# heat baffle for offset smoker?



## cripplecreek (Aug 26, 2010)

Having trouble keeping temps down on my offset smoker.  Would some kind of baffle placed in the football shaped opening between firebox and smoke chamber aid in keeping temps down?  If so, any suggestions?


----------



## corn cob (Aug 26, 2010)

How about using less fuel...charcoal/wood etc....Easier to add than to take away.......

Learn to control your fire using the air intake adjustment....More air..hotter fire....Less air...cooler fire...

Leave the smokestack fully open.........

It takes time and practice....Hang in there!

Fun!


----------



## sqwib (Aug 26, 2010)

Where do you want your temps to be?

What type of fuel source are you using?

Is your thermometer accurate?

Reducing air flow will help,  but be careful not to choke the fire.

If you are getting decent temps and using splits, I would start with halfing the splits, so if you were using wrist sized splits 18" long, cut them in half so you have shorter splits.


----------



## jdt (Aug 27, 2010)

Search around for tuning plates and convection plates, I did a baffle and convection plate, its in the wood smokers forum, still on the first page. I posted a picture of the horizon baffle plate which may or may not work for you, they do 16', 20" and 24"

The way I understand it, its a dampner if it starts in the firebox and goes through into the smoking chamber, if it is in the chamber only its a baffle, either way its a hunk of steel that deflects the heat.

The thicker the steel the better from what I have seen, my baffle and plate are 1/4 inch but I know guys using 3/8 for the baffle but thats darn heavy to work with.  

One guy I know had good success just getting a 1/4" thick piece of 6" x 6" angle iron, he just cut it at 45 degrees or so on the verticle ends and at the right width to just sit on the sides of the pit on the horizontal.


----------



## thunderdome (Aug 27, 2010)

Do you use a fire basket?


----------



## cripplecreek (Aug 27, 2010)

Yes..I duplicated the basket that snakes the coals along. (Klose puts in their smokers)


----------



## ddave (Aug 27, 2010)

cripplecreek said:


> Yes..I duplicated the basket that snakes the coals along. (Klose puts in their smokers)


Sounds like it's snaking too fast.

I'm with Corn Cob -- use less fuel -- learn to control the fire.  Otherwise you're wasting fuel.

Dave


----------

| PROVIDED MATERIAL |
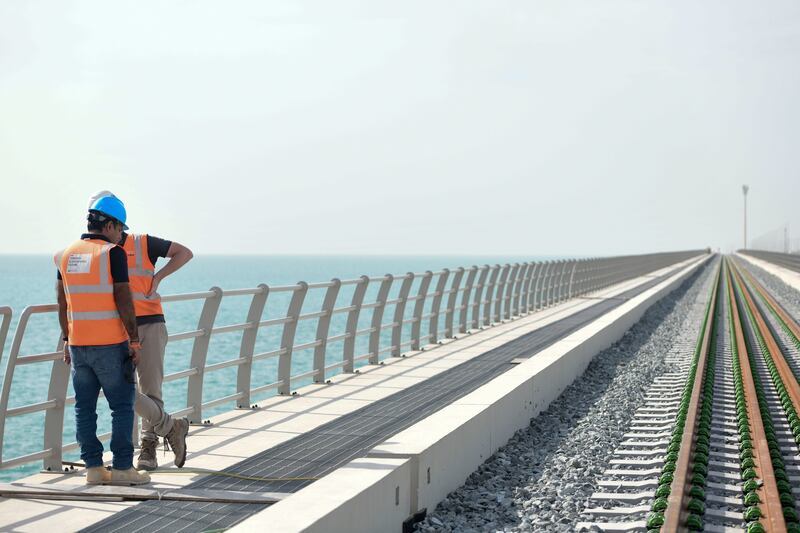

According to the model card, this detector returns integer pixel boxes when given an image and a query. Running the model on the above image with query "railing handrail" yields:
[0,250,703,471]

| PROBLEM REQUIREMENTS |
Answer these questions about the offset smoker thread above.
(a) What does corn cob advise doing with the smokestack?
(b) How thick are the baffle and plate that jdt made?
(c) What does ddave think is happening with the basket that cripplecreek duplicated?

| ANSWER FOR THE TASK |
(a) Leave the smokestack fully open.
(b) They are 1/4 inch thick.
(c) He thinks it is snaking the coals along too fast.